*Task objective:*
Starting at the line that contains "of the green", write out every line through the last one in the records below, word for word. Leave out any pictures.

*Records for this task:*

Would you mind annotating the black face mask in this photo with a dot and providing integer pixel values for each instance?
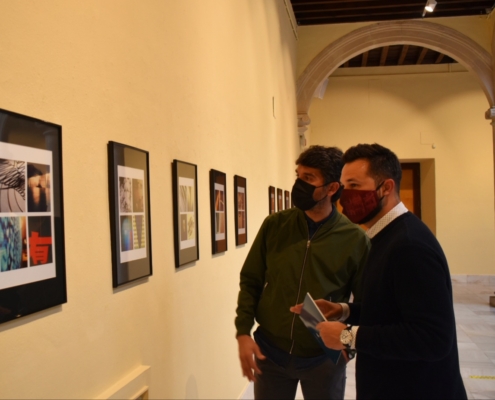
(302, 195)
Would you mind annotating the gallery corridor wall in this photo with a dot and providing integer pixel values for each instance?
(425, 116)
(207, 82)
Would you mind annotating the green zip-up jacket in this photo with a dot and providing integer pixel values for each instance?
(283, 264)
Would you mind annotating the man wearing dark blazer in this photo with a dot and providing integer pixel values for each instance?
(403, 330)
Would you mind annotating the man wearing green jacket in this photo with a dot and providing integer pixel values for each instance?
(312, 248)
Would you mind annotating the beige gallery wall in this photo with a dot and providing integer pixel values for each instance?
(435, 116)
(207, 82)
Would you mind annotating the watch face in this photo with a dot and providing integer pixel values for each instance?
(346, 337)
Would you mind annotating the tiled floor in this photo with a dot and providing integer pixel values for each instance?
(475, 321)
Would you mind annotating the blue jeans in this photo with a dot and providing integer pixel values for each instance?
(323, 381)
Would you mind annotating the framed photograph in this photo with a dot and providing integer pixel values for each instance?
(185, 192)
(240, 205)
(32, 249)
(271, 200)
(287, 199)
(130, 220)
(218, 211)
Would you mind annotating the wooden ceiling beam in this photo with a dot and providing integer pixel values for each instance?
(439, 58)
(422, 55)
(364, 60)
(383, 57)
(403, 54)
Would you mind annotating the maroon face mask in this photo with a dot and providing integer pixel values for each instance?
(361, 206)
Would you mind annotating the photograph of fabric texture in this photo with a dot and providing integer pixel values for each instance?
(12, 186)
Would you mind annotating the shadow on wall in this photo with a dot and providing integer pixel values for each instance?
(191, 388)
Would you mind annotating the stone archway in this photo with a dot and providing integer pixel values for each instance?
(420, 33)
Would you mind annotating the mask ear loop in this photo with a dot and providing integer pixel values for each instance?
(337, 194)
(378, 188)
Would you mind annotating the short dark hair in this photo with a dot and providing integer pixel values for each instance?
(383, 163)
(326, 159)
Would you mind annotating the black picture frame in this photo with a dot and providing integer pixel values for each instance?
(271, 200)
(287, 199)
(240, 207)
(218, 211)
(130, 213)
(32, 252)
(280, 200)
(185, 201)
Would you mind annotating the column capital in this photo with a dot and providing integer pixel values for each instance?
(303, 121)
(490, 114)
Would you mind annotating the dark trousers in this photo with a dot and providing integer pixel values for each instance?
(323, 381)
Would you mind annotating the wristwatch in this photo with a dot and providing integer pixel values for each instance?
(346, 338)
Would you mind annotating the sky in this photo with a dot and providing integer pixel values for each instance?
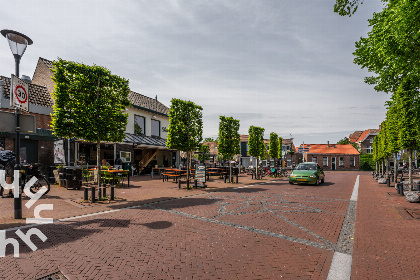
(286, 66)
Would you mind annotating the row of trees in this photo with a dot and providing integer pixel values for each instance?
(185, 134)
(392, 52)
(90, 103)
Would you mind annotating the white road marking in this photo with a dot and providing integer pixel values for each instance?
(340, 267)
(355, 189)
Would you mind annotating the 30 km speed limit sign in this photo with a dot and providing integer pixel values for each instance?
(19, 94)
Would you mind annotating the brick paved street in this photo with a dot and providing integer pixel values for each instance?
(259, 230)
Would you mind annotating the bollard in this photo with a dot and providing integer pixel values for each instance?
(112, 192)
(86, 194)
(92, 195)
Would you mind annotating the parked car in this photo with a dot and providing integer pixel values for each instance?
(307, 172)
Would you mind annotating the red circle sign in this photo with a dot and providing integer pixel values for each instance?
(21, 94)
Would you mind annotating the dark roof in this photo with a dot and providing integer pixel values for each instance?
(38, 95)
(136, 99)
(144, 140)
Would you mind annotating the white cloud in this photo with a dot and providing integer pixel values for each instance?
(283, 65)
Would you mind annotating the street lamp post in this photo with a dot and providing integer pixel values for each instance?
(17, 43)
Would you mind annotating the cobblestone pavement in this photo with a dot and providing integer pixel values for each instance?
(261, 230)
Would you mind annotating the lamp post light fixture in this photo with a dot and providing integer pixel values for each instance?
(17, 43)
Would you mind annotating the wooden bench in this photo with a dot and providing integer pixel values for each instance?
(172, 175)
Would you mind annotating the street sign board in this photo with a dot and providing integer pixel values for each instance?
(19, 94)
(200, 173)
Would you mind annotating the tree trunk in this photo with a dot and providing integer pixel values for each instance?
(382, 167)
(188, 170)
(98, 162)
(230, 170)
(395, 168)
(410, 173)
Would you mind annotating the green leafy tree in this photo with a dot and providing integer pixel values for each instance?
(384, 142)
(229, 139)
(273, 151)
(391, 50)
(408, 118)
(256, 143)
(392, 133)
(89, 104)
(346, 7)
(185, 129)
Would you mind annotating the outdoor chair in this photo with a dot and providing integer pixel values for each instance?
(87, 175)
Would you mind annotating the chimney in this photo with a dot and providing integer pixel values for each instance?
(26, 79)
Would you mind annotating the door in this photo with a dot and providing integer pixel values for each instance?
(29, 151)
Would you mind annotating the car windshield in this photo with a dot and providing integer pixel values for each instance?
(306, 167)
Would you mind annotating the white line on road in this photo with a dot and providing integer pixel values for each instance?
(340, 266)
(355, 190)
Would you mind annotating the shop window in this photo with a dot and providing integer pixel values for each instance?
(139, 125)
(155, 128)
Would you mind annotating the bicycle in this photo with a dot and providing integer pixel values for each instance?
(26, 174)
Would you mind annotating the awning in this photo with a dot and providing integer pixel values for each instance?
(143, 140)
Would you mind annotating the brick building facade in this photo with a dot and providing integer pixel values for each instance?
(333, 157)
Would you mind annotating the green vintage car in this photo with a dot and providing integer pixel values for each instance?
(307, 172)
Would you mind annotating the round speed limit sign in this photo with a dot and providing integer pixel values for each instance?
(20, 94)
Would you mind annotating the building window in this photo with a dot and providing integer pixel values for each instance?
(155, 126)
(139, 125)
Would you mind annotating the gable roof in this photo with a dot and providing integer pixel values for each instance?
(38, 95)
(342, 149)
(366, 133)
(138, 100)
(143, 102)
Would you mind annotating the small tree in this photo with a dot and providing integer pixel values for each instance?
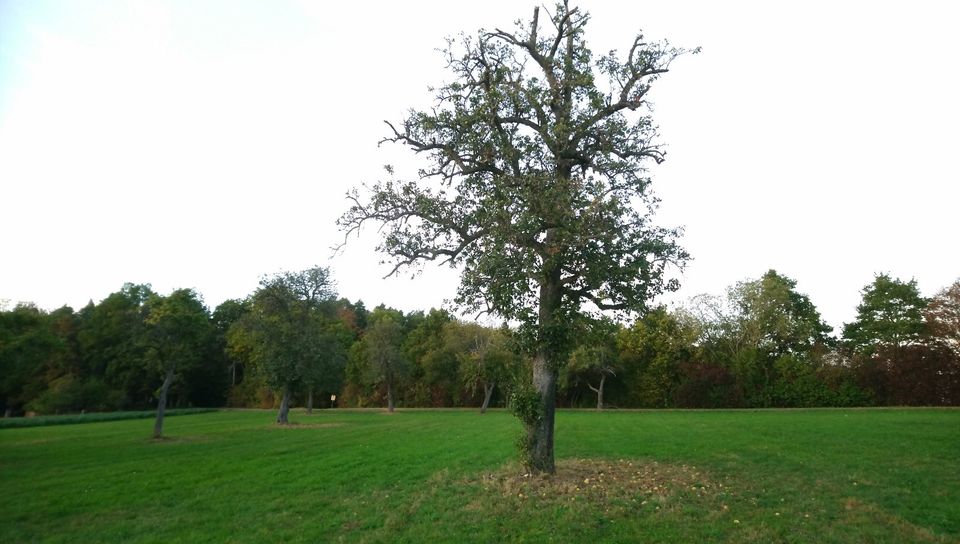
(485, 360)
(385, 359)
(287, 332)
(890, 316)
(178, 333)
(536, 185)
(596, 358)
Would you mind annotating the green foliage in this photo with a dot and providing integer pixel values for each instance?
(69, 394)
(833, 476)
(291, 335)
(177, 334)
(651, 352)
(535, 183)
(890, 314)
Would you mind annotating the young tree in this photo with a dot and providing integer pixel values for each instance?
(890, 315)
(177, 335)
(943, 317)
(485, 360)
(652, 352)
(595, 359)
(386, 362)
(536, 184)
(286, 332)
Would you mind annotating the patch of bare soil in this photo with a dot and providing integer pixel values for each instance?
(600, 480)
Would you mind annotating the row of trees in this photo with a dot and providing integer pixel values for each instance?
(762, 344)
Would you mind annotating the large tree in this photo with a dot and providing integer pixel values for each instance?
(536, 184)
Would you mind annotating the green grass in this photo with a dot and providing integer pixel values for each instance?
(93, 417)
(787, 476)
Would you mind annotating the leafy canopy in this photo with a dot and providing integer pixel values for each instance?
(535, 178)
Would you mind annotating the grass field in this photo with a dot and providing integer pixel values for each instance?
(427, 476)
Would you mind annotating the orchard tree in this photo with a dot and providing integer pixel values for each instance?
(485, 359)
(286, 332)
(889, 316)
(535, 183)
(943, 317)
(595, 359)
(386, 363)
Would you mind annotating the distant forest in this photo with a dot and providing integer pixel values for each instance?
(761, 344)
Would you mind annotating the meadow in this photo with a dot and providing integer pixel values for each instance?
(870, 475)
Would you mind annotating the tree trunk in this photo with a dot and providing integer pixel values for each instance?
(539, 457)
(541, 433)
(603, 378)
(389, 396)
(282, 418)
(487, 393)
(162, 403)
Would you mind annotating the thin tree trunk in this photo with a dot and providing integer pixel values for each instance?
(162, 403)
(282, 418)
(603, 378)
(487, 393)
(389, 396)
(541, 444)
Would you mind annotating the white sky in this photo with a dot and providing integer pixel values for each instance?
(205, 143)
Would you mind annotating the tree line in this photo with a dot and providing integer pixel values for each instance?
(294, 342)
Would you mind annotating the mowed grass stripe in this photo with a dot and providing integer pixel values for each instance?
(792, 475)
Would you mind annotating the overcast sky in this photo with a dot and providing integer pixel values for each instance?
(205, 143)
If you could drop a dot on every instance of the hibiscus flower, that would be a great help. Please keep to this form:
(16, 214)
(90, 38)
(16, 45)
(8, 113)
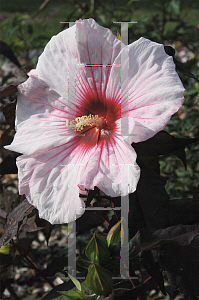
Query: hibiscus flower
(68, 117)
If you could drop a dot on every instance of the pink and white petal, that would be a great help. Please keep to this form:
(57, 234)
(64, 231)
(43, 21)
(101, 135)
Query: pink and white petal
(155, 90)
(41, 116)
(112, 168)
(51, 186)
(62, 65)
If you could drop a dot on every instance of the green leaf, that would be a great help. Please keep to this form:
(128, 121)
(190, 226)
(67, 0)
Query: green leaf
(97, 250)
(78, 284)
(99, 280)
(74, 294)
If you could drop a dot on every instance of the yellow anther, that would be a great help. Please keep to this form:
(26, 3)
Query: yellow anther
(80, 122)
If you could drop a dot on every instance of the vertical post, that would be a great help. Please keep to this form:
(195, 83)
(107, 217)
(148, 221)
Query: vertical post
(124, 262)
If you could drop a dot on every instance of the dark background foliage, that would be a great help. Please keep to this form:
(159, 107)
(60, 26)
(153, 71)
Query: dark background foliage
(163, 214)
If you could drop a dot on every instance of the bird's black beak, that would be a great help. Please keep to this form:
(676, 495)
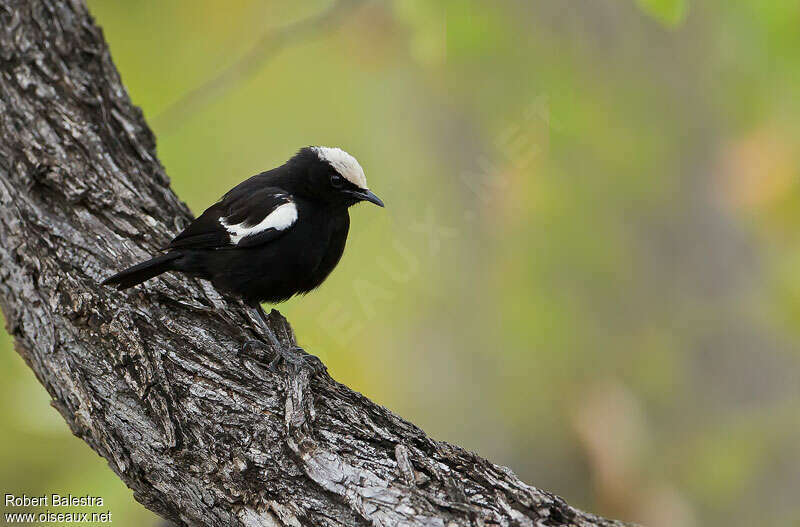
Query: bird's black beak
(367, 195)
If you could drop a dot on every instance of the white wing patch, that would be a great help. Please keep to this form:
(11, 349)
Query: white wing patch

*Final result:*
If you could drop a dot on every instance of the green leaf, that would be a great help. Please keep to this form:
(128, 121)
(190, 226)
(67, 0)
Query: green leaf
(97, 250)
(78, 284)
(99, 280)
(74, 294)
If you could drop a dot on every instance of the yellow anther, that would be a great help. Please keep to this form:
(26, 3)
Query: yellow anther
(80, 122)
If you could drop a dot on every instance of the vertical post, that would be a great help. Please keep to this form:
(195, 83)
(107, 217)
(148, 221)
Query: vertical post
(124, 262)
If you could drop a dot on every instance of the dark background foliage, that would be a great help. Please keep to this form:
(159, 107)
(60, 26)
(153, 71)
Query: dark background foliage
(163, 214)
If you could drop a dot on every instance of the bird's black beak, that would be a great help. Please keep to this form:
(676, 495)
Query: bird's black beak
(367, 195)
If you could drop a dot on every instance of the white wing patch, that would be a great help. Please keep to this form:
(11, 349)
Query: white wing patch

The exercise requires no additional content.